What you need to do: Please reproduce the passage below on the prevention doctrine and pay-when-paid clauses word for word, in full.

Quoted text:
========

As the construction of the Dulles Toll Road extension progressed, Brown & Root noticed the need for a thicker pavement subbase. Brown & Root, however, assured the lenders financing the highway project that no substantial changes in the work were anticipated. Additionally, Brown & Root removed the design change illustrations from the prime construction contract and placed those illustrations in a side agreement (the existence of which was not revealed to the lenders). Because the lenders were not aware that any additional work was necessary, they did not arrange for additional financing. Thus, TRIP did not have the funds to pay Brown & Root for the additional work, and as a result, Brown & Root claimed that it was not obligated to pay Moore Brothers.

The 4th Circuit concluded that Brown & Root hindered the fulfillment of the condition precedent. Therefore, the court held that the trial court correctly invoked the prevention doctrine to waive the performance of the condition precedent, making Brown & Root liable to Moore Brothers for payment for the additional work.

In the most recent case applying the prevention doctrine to a third-party payment provision, Northeast Drilling, Inc. v. Inner Space Services, Inc., the 8th Circuit Court of Appeals similarly held that a subcontractor could not invoke a pay-when-paid clause after it prevented fulfillment of a condition precedent. Because the subcontractor failed to submit a change-order request to the contractor after drilling in an expanded area, it contributed to the contractor’s failure to pay. Thus, the subcontractor was required to pay the sub-subcontractor because the prevention doctrine applied and rendered the pay-when-paid clause void.

Although Arizona and other state courts have yet to apply the prevention doctrine to third-party payment provisions, other courts provide guidance on the issue. Because there is no case law holding otherwise, Arizona and other state courts will likely invoke the prevention doctrine to waive performance of a condition precedent if the contractor hinders performance.

========

Given information:
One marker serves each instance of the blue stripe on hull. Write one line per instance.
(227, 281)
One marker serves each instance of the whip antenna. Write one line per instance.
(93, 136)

========

Reply:
As the construction of the Dulles Toll Road extension progressed, Brown & Root noticed the need for a thicker pavement subbase. Brown & Root, however, assured the lenders financing the highway project that no substantial changes in the work were anticipated. Additionally, Brown & Root removed the design change illustrations from the prime construction contract and placed those illustrations in a side agreement (the existence of which was not revealed to the lenders). Because the lenders were not aware that any additional work was necessary, they did not arrange for additional financing. Thus, TRIP did not have the funds to pay Brown & Root for the additional work, and as a result, Brown & Root claimed that it was not obligated to pay Moore Brothers.

The 4th Circuit concluded that Brown & Root hindered the fulfillment of the condition precedent. Therefore, the court held that the trial court correctly invoked the prevention doctrine to waive the performance of the condition precedent, making Brown & Root liable to Moore Brothers for payment for the additional work.

In the most recent case applying the prevention doctrine to a third-party payment provision, Northeast Drilling, Inc. v. Inner Space Services, Inc., the 8th Circuit Court of Appeals similarly held that a subcontractor could not invoke a pay-when-paid clause after it prevented fulfillment of a condition precedent. Because the subcontractor failed to submit a change-order request to the contractor after drilling in an expanded area, it contributed to the contractor’s failure to pay. Thus, the subcontractor was required to pay the sub-subcontractor because the prevention doctrine applied and rendered the pay-when-paid clause void.

Although Arizona and other state courts have yet to apply the prevention doctrine to third-party payment provisions, other courts provide guidance on the issue. Because there is no case law holding otherwise, Arizona and other state courts will likely invoke the prevention doctrine to waive performance of a condition precedent if the contractor hinders performance.